◆ **TASK BRIEF**
Rewrite every line of the records below as one numbered list. Skip blank lines and leave the pictures out.

◆ **TASK INPUT**
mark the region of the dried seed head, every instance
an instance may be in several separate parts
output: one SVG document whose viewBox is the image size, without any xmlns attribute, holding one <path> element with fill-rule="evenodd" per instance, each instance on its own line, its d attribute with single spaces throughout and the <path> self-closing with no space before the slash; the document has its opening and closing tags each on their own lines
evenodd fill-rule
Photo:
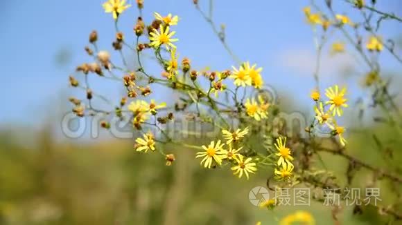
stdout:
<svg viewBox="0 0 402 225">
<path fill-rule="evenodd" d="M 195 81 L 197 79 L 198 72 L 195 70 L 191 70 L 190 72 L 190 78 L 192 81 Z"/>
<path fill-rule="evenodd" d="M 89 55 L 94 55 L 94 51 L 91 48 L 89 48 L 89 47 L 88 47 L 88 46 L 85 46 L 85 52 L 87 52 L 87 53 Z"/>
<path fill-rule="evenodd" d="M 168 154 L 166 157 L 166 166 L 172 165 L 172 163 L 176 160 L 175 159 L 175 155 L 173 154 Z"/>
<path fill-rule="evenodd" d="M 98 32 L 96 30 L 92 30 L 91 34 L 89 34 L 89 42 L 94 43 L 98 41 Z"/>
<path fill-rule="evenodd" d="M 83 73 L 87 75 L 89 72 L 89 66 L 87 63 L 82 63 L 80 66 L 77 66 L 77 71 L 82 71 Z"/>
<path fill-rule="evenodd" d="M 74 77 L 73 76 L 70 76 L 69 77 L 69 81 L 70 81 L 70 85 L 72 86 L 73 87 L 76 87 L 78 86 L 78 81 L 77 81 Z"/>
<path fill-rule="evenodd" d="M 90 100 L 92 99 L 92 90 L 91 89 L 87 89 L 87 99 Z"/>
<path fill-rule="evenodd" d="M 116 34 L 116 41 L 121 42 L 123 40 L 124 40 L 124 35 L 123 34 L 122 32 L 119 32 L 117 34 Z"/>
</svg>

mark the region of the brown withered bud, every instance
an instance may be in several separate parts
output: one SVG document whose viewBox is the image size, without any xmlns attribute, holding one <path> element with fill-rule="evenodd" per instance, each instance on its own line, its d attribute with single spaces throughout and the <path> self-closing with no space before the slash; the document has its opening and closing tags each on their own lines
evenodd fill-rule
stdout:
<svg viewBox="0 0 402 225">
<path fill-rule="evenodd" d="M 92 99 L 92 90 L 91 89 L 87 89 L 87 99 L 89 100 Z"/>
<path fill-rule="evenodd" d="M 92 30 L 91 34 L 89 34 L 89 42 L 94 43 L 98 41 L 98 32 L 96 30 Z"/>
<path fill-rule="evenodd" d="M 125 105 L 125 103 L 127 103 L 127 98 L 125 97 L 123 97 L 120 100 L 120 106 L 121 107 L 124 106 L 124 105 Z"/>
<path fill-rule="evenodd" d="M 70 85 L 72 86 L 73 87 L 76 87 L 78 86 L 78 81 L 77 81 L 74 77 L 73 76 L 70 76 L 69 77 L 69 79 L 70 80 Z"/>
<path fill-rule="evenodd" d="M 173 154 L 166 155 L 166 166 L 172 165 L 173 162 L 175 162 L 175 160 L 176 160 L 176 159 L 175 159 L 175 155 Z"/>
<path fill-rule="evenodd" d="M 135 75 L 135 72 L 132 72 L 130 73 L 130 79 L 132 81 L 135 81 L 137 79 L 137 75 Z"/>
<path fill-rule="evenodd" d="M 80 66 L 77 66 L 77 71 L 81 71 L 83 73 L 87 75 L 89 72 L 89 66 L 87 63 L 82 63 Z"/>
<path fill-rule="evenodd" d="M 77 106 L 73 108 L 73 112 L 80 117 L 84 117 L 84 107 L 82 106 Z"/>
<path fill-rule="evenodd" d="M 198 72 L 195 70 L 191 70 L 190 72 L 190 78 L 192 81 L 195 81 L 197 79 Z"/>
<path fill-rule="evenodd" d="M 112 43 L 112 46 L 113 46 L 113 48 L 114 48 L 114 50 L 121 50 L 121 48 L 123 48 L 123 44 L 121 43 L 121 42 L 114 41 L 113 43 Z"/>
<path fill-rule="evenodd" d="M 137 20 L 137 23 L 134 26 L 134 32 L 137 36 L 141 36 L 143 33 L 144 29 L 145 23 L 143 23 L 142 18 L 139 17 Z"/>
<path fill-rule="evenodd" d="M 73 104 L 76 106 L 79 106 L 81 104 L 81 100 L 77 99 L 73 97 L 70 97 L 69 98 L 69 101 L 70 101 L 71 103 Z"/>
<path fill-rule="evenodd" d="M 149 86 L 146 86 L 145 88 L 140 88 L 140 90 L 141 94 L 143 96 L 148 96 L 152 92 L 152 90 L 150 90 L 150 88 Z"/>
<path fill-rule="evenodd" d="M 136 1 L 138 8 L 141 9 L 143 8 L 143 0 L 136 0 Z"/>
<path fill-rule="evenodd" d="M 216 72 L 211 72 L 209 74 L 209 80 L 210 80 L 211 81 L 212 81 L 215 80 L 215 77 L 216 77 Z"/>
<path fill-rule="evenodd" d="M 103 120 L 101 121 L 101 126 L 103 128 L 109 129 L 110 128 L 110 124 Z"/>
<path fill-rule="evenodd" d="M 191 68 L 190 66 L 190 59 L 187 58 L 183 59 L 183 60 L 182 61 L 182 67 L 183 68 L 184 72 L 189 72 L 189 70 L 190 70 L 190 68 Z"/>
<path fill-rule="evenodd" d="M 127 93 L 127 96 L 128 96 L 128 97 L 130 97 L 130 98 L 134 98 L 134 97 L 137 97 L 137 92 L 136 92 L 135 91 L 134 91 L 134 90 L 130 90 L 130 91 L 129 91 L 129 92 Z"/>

◆ **SOLUTION TO THIS EXERCISE**
1. mark the region of the dried seed head, every instance
2. an instance may be in several separate parts
3. output: one SVG document whose viewBox is the image size, without any xmlns attribute, holding one <path> element with fill-rule="evenodd" per instance, each instance on its own line, its d attribute with single spaces throughout and the <path> self-closing with no space before the slash; the document has its opening and closing tags each on their own lines
4. evenodd fill-rule
5. Photo:
6. stdout:
7. <svg viewBox="0 0 402 225">
8. <path fill-rule="evenodd" d="M 195 81 L 197 79 L 198 72 L 195 70 L 191 70 L 190 72 L 190 78 L 192 81 Z"/>
9. <path fill-rule="evenodd" d="M 89 55 L 94 55 L 94 51 L 91 48 L 89 48 L 89 47 L 88 47 L 88 46 L 85 46 L 85 52 L 87 52 L 87 53 Z"/>
10. <path fill-rule="evenodd" d="M 168 154 L 166 157 L 166 166 L 172 165 L 172 163 L 176 160 L 175 159 L 175 155 L 173 154 Z"/>
11. <path fill-rule="evenodd" d="M 98 32 L 96 30 L 92 30 L 91 34 L 89 34 L 89 42 L 94 43 L 98 41 Z"/>
12. <path fill-rule="evenodd" d="M 83 73 L 87 75 L 89 72 L 89 66 L 87 63 L 82 63 L 80 66 L 77 66 L 77 71 L 82 71 Z"/>
13. <path fill-rule="evenodd" d="M 74 77 L 73 76 L 70 76 L 69 77 L 69 81 L 70 81 L 70 85 L 72 86 L 73 87 L 76 87 L 78 86 L 78 81 L 77 81 Z"/>
14. <path fill-rule="evenodd" d="M 90 100 L 92 99 L 92 90 L 91 89 L 87 89 L 87 99 Z"/>
15. <path fill-rule="evenodd" d="M 116 34 L 116 41 L 121 42 L 123 40 L 124 40 L 124 35 L 123 34 L 122 32 L 119 32 L 117 34 Z"/>
16. </svg>
17. mark the region of the brown withered bud, every instance
18. an instance may be in several separate parts
19. output: one SVG document whose viewBox is the image size, without any xmlns attribute, holding one <path> element with fill-rule="evenodd" per instance, each instance on its own line, its d attribute with single spaces throughout and the <path> self-closing with no space before the slash; the document has its opening and closing tags each on their own lines
20. evenodd fill-rule
21. stdout:
22. <svg viewBox="0 0 402 225">
23. <path fill-rule="evenodd" d="M 92 99 L 92 90 L 91 89 L 87 89 L 87 99 L 89 100 Z"/>
24. <path fill-rule="evenodd" d="M 92 30 L 91 34 L 89 34 L 89 42 L 94 43 L 98 41 L 98 32 L 96 30 Z"/>
25. <path fill-rule="evenodd" d="M 125 105 L 125 103 L 127 103 L 127 98 L 125 97 L 123 97 L 120 100 L 120 106 L 121 107 L 124 106 L 124 105 Z"/>
26. <path fill-rule="evenodd" d="M 70 85 L 72 86 L 73 87 L 76 87 L 78 86 L 78 81 L 77 81 L 74 77 L 73 76 L 70 76 L 69 77 L 69 79 L 70 80 Z"/>
27. <path fill-rule="evenodd" d="M 173 154 L 166 155 L 166 166 L 172 165 L 173 162 L 175 162 L 175 160 L 176 160 L 176 159 L 175 159 L 175 155 Z"/>
28. <path fill-rule="evenodd" d="M 135 75 L 135 72 L 132 72 L 130 73 L 130 79 L 132 81 L 135 81 L 137 79 L 137 75 Z"/>
29. <path fill-rule="evenodd" d="M 80 66 L 77 66 L 77 71 L 81 71 L 83 73 L 87 75 L 89 72 L 89 66 L 87 63 L 82 63 Z"/>
30. <path fill-rule="evenodd" d="M 77 106 L 73 108 L 73 112 L 80 117 L 84 117 L 84 107 L 82 106 Z"/>
31. <path fill-rule="evenodd" d="M 198 72 L 195 70 L 191 70 L 190 72 L 190 78 L 192 81 L 195 81 L 197 79 Z"/>
32. <path fill-rule="evenodd" d="M 112 43 L 112 46 L 113 46 L 113 48 L 114 48 L 114 50 L 121 50 L 121 48 L 123 48 L 123 44 L 121 43 L 121 42 L 114 41 L 113 43 Z"/>
33. <path fill-rule="evenodd" d="M 137 20 L 137 23 L 134 26 L 134 32 L 137 36 L 141 36 L 143 33 L 144 29 L 145 23 L 143 23 L 142 18 L 139 17 Z"/>
34. <path fill-rule="evenodd" d="M 73 104 L 76 106 L 79 106 L 81 104 L 81 100 L 77 99 L 73 97 L 70 97 L 69 98 L 69 101 L 70 101 L 71 103 Z"/>
35. <path fill-rule="evenodd" d="M 149 86 L 146 86 L 145 88 L 140 88 L 140 90 L 141 94 L 143 96 L 148 96 L 152 92 L 152 90 L 150 90 L 150 88 Z"/>
36. <path fill-rule="evenodd" d="M 136 1 L 138 8 L 141 9 L 143 8 L 143 0 L 136 0 Z"/>
37. <path fill-rule="evenodd" d="M 216 72 L 211 72 L 209 74 L 209 80 L 210 80 L 211 81 L 212 81 L 215 80 L 215 77 L 216 77 Z"/>
38. <path fill-rule="evenodd" d="M 103 120 L 101 121 L 101 126 L 103 128 L 109 129 L 110 128 L 110 124 Z"/>
39. <path fill-rule="evenodd" d="M 191 68 L 190 66 L 190 59 L 187 58 L 183 59 L 183 60 L 182 61 L 182 67 L 183 68 L 184 72 L 189 72 L 189 70 L 190 70 L 190 68 Z"/>
40. <path fill-rule="evenodd" d="M 127 93 L 127 96 L 128 96 L 128 97 L 130 97 L 130 98 L 134 98 L 134 97 L 137 97 L 137 92 L 136 92 L 135 91 L 134 91 L 134 90 L 130 90 L 130 91 L 129 91 L 129 92 Z"/>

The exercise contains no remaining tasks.